* Aim of the exercise
The records that follow must be repeated exactly as they stand.

* Dataset entries
=== Section Start ===

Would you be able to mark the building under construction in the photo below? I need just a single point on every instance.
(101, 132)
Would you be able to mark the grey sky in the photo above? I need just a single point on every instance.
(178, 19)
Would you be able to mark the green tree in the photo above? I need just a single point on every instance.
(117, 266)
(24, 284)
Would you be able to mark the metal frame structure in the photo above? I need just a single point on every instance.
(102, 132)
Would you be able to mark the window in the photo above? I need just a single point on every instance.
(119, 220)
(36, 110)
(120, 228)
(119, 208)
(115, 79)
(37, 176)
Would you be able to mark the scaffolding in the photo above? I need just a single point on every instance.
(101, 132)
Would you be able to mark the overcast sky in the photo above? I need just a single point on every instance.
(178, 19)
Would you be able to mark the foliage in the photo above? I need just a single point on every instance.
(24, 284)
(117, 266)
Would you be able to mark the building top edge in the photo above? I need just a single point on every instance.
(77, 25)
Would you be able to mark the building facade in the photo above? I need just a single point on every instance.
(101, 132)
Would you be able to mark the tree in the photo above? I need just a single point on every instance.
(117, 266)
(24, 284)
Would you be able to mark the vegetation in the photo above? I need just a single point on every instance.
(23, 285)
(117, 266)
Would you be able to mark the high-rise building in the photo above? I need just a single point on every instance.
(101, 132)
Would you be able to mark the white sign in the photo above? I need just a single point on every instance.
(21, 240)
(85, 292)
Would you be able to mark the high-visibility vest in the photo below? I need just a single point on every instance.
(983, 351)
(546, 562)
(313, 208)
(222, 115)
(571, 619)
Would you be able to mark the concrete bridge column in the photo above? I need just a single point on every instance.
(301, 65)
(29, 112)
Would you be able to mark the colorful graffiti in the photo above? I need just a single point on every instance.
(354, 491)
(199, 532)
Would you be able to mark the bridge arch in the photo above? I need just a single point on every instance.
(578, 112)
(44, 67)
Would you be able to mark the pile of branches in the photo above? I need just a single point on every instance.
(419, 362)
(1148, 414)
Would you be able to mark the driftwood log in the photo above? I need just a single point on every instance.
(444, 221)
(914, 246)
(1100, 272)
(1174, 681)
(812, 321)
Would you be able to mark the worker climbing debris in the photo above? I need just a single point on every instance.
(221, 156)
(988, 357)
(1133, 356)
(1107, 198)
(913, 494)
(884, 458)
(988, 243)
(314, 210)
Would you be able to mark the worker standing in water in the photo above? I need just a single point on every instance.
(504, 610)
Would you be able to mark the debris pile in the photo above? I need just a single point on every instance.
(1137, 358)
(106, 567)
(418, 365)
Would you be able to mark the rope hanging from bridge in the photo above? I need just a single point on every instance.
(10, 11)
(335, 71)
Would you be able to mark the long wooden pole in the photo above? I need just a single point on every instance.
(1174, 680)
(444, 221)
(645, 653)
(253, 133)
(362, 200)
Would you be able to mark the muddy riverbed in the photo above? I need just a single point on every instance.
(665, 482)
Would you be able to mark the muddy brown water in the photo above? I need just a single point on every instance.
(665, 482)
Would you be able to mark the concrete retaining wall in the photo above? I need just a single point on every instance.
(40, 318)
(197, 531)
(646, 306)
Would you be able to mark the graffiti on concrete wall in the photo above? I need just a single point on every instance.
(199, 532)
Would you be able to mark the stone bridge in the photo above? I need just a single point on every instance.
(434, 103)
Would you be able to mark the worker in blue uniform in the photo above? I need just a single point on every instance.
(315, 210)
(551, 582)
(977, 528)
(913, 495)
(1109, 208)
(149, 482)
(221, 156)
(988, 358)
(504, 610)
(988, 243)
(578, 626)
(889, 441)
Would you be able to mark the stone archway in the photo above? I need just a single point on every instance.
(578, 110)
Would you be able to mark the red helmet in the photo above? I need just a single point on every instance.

=== Section End ===

* Answer to the exercise
Would you be able to mark the building under construction in the photo below? I need just a single point on every instance.
(101, 132)
Would you be able to mark the grey sky in the photo above? I need just a single point on every instance.
(178, 19)
Would you be able to mark the green tree in the photo above? I need just a single point on every instance.
(117, 266)
(24, 284)
Would you be able to mark the metal frame structure in the photo above? I need just a single point on every instance.
(102, 132)
Would you be able to mark the window in the photo above? I need just a single point on every instance.
(119, 220)
(36, 110)
(120, 228)
(119, 208)
(115, 79)
(37, 176)
Would you be able to mark the scaffolding in the photo above? I need just a single point on every instance.
(101, 132)
Would you be able to mark the overcast sky in the photo above? I need just a single point on every instance.
(178, 19)
Would you be able to mark the foliage in the photo above? I need just a single point on every instance.
(24, 284)
(117, 266)
Would you be able to mark the building top edge in the photo above? I need just a single point on every instance.
(77, 25)
Would you be able to mark the building facade in the photo above? I need just a single point on every instance.
(101, 132)
Would you be able to mark the tree in the photo above? I need just a single point on every instance.
(117, 266)
(24, 284)
Would you be able to mark the vegetation in the photo above? I need just a single point on every instance.
(23, 285)
(117, 266)
Would you be able to mark the high-rise building in the photo above? I need just a single point on every instance.
(101, 132)
Would you be able to mark the white sign in the photo above? I need just a single point on every instance.
(21, 240)
(85, 292)
Would you be able to mark the high-visibility vest in the photo below? I need just a single point on every instance.
(983, 351)
(546, 562)
(313, 208)
(222, 115)
(571, 619)
Would you be able to mark the concrete bridge column in the photo above? I need just a single point on every instance.
(301, 65)
(29, 112)
Would you be able to mark the colorful graffiti in the photo above? I need just a single point on every instance.
(354, 491)
(199, 532)
Would you be able to mark the bridge arch in the photo above? I need just a single point on every instance.
(578, 112)
(44, 67)
Would you be able to mark the pile of branches in the photo above? I need just a single point on every instance.
(419, 362)
(1148, 414)
Would you be able to mark the driftwood log in the photo above? I need just a single point on every instance.
(444, 221)
(914, 246)
(1100, 272)
(1174, 681)
(812, 321)
Would you be able to mark the worker climbing debris in the photo above? I need just a single point on every instance.
(221, 156)
(988, 357)
(1133, 356)
(1107, 198)
(913, 494)
(884, 458)
(988, 243)
(314, 210)
Would you be able to mark the worker standing in water in the photo above? I need just a single point on every instance.
(504, 610)
Would you be able to mark the debris pile in the photo above? I need just a single point on every instance.
(1137, 358)
(106, 567)
(418, 365)
Would you be able to mark the rope hanging from bridge in the photo above? I need just a single point on every instance.
(10, 11)
(335, 71)
Would you be able to mark the long wooden pole in the photo above? I need just a single point on every instance.
(1174, 680)
(444, 221)
(645, 653)
(253, 133)
(362, 200)
Would you be able to mark the muddy riverbed in the photo above? I need just a single point on every instance.
(665, 482)
Would you be able to mark the muddy brown water in the photo above? I need just a single point on every instance.
(665, 482)
Would you be able to mark the concrete retaining wall in the photo above? I need just a single point on every instance.
(40, 318)
(197, 531)
(646, 306)
Would you be able to mark the graffiti on concrete wall in the photo above? I need just a single point on every instance.
(199, 532)
Would you be able to mark the stone bridge in the photo above? I need just a single point on every instance.
(434, 103)
Would you be able to mark the worker in blue uniform in the photo above? I need just a single point on every instance.
(315, 210)
(551, 582)
(977, 528)
(913, 495)
(1109, 208)
(149, 482)
(221, 156)
(988, 358)
(504, 610)
(988, 243)
(578, 626)
(889, 441)
Would you be able to mark the stone archway in the photo above? I need just a single point on every instance.
(578, 110)
Would you be able to mark the red helmet in the photo above? I need just a single point on every instance.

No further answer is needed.